» PROBLEM DESCRIPTION: Check each line of the material for the string "below", then give only how many lines have it.

______

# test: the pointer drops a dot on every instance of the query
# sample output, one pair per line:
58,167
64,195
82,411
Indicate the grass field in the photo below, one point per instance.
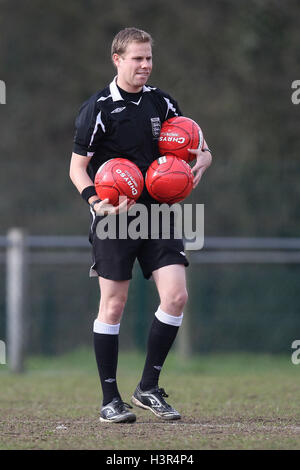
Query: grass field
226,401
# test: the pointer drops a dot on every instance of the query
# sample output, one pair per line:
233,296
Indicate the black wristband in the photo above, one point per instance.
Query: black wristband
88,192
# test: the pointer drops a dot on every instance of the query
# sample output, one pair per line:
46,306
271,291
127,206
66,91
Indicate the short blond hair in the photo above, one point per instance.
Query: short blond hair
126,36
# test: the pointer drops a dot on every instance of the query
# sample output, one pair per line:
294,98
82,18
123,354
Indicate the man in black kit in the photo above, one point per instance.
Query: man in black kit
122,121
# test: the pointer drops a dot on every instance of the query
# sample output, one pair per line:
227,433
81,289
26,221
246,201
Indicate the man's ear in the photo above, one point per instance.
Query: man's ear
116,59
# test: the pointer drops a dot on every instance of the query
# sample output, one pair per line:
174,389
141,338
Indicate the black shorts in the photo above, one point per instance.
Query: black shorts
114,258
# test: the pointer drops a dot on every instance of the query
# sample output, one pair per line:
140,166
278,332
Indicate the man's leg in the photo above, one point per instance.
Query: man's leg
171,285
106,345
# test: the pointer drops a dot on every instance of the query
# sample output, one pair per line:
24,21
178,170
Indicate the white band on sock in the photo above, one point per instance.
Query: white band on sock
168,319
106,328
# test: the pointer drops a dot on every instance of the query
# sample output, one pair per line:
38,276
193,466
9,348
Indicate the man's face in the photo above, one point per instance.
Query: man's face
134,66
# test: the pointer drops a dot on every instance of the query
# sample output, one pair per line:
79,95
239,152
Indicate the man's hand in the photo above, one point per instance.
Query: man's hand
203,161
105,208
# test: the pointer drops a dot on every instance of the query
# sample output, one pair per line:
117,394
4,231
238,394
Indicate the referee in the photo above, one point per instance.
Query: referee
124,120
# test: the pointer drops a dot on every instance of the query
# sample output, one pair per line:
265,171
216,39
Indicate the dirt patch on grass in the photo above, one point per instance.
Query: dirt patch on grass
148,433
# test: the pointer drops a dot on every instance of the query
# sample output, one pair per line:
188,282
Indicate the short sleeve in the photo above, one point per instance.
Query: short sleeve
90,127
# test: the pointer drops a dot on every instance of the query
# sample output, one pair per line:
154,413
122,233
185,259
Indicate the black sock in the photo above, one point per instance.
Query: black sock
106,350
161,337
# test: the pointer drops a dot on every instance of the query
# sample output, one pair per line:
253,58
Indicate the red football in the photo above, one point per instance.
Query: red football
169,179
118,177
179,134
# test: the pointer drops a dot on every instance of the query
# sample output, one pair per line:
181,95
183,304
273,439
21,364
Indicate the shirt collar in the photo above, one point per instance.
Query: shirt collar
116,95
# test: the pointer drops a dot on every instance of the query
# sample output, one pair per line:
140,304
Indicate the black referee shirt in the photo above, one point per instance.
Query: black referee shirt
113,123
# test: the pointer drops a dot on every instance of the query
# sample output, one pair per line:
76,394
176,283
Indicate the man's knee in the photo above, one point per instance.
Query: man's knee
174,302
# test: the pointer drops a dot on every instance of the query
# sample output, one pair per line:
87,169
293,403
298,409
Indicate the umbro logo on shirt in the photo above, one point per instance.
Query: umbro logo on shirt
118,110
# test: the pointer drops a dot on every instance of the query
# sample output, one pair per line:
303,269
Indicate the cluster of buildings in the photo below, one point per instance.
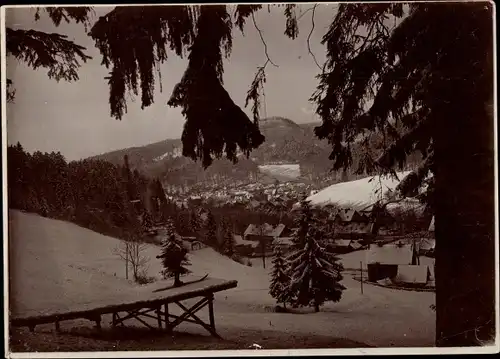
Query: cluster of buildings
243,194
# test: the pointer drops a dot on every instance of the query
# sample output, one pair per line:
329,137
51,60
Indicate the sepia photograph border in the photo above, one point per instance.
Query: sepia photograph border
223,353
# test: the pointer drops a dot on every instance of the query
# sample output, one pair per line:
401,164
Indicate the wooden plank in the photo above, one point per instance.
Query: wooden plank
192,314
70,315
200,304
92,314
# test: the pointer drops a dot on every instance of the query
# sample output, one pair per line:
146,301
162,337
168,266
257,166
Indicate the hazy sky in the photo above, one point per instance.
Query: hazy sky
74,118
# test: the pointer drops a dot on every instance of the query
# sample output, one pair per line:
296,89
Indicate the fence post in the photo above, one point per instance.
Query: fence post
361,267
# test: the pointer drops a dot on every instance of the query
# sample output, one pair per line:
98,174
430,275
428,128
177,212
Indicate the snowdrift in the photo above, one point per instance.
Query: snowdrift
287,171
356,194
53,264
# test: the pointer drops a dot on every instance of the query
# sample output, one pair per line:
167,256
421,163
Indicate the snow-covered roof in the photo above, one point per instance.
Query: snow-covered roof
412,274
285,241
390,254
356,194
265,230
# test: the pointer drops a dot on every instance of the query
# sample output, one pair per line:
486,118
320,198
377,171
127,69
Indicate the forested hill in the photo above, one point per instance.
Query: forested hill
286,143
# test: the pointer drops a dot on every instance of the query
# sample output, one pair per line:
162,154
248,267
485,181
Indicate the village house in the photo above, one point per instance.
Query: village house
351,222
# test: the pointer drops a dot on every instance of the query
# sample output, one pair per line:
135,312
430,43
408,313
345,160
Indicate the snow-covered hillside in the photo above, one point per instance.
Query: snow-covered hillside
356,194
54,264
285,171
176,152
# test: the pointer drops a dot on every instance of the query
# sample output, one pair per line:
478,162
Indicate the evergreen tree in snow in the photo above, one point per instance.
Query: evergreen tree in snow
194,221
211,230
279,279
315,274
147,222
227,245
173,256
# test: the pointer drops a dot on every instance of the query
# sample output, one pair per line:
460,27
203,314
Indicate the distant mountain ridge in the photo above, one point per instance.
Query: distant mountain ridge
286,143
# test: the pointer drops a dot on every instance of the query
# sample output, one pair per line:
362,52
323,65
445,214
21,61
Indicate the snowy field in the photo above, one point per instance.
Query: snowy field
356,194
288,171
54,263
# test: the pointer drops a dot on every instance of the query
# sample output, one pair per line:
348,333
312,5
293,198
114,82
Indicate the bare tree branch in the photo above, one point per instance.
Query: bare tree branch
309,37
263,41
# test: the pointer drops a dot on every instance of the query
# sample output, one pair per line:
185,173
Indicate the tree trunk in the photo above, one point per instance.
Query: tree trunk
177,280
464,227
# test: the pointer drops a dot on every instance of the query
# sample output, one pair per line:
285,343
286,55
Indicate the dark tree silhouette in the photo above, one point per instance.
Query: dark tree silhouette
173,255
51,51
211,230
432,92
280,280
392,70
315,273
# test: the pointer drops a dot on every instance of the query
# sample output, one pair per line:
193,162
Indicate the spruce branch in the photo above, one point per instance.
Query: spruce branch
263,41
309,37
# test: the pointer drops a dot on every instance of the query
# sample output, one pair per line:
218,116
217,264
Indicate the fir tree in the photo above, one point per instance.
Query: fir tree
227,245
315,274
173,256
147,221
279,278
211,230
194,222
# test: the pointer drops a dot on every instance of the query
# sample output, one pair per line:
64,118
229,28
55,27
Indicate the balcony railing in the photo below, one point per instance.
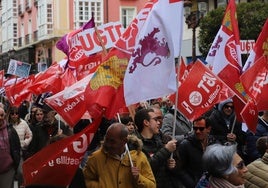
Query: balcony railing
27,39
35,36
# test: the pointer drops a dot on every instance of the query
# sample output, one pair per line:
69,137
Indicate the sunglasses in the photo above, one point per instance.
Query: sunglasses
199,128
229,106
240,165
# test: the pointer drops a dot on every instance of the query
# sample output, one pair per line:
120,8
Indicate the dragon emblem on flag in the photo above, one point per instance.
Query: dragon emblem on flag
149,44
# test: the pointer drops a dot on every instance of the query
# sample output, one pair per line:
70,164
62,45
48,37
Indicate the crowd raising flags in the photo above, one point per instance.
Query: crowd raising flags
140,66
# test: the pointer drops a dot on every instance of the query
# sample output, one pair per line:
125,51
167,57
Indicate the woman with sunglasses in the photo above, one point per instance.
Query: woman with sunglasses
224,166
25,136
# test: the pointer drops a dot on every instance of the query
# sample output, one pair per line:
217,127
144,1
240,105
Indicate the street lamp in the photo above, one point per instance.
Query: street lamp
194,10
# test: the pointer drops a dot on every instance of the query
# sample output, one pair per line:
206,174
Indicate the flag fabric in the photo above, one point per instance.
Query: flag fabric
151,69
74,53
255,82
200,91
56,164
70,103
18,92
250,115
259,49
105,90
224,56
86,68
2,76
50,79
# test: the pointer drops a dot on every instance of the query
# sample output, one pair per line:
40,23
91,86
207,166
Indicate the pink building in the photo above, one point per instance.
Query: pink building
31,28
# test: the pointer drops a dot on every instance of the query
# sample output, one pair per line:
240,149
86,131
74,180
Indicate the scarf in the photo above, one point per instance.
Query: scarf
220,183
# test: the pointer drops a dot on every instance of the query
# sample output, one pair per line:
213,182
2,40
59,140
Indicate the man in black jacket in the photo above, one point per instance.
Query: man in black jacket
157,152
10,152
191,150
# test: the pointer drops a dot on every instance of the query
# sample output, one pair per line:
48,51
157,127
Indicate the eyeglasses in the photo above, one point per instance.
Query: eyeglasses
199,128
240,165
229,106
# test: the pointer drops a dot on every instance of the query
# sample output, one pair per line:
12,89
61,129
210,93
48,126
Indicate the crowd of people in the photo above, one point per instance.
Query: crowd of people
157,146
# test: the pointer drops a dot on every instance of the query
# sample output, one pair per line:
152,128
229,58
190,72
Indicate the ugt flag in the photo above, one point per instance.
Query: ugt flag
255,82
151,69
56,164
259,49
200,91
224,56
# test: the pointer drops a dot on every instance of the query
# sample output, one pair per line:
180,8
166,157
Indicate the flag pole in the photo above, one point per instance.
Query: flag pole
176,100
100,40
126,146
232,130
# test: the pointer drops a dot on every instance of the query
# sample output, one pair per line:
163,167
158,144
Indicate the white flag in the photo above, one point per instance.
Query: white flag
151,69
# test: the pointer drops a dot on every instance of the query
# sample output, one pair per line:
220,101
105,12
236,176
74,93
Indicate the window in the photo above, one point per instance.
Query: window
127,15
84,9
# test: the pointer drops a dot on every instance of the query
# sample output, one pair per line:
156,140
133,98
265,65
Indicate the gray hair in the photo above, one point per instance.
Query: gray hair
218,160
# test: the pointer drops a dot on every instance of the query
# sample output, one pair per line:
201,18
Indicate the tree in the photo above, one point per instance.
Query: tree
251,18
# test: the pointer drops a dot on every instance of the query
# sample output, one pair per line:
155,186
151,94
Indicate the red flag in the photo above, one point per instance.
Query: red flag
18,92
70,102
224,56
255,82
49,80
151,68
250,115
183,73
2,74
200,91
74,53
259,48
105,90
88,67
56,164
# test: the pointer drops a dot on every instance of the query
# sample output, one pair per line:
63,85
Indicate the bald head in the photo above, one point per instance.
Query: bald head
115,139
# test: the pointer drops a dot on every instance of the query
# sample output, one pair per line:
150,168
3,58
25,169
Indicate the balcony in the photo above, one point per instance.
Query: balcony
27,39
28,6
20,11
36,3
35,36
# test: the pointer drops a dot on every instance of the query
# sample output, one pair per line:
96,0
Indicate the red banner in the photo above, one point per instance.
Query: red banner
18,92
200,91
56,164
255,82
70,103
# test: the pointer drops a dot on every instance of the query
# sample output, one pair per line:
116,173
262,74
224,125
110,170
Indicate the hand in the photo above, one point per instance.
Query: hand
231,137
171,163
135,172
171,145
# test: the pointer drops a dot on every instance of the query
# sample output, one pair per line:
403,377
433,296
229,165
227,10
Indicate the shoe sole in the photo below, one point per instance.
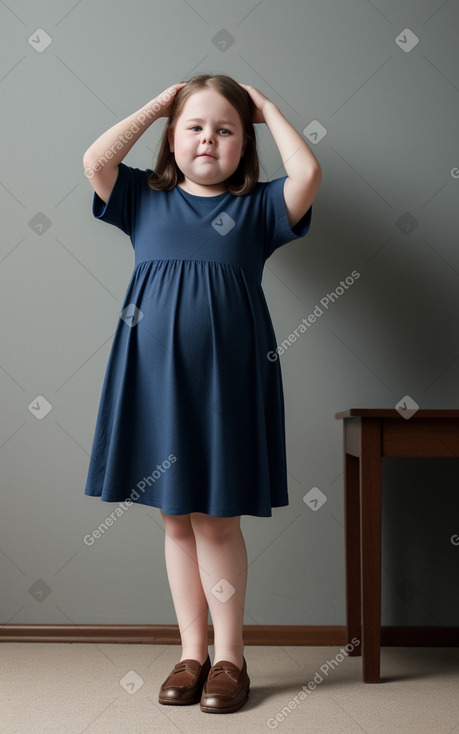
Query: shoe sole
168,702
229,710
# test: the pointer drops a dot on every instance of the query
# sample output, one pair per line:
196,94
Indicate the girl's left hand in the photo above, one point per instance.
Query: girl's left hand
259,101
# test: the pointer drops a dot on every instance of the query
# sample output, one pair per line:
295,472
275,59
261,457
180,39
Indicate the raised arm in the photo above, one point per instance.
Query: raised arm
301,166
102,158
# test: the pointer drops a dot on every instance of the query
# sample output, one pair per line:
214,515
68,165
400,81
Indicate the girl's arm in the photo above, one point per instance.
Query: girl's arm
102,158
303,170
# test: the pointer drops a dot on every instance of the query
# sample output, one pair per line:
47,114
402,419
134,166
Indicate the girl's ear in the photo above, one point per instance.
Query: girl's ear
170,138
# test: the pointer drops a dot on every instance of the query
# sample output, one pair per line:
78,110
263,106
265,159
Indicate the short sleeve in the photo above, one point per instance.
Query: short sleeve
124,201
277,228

______

» WRITTEN SOLUTION: 4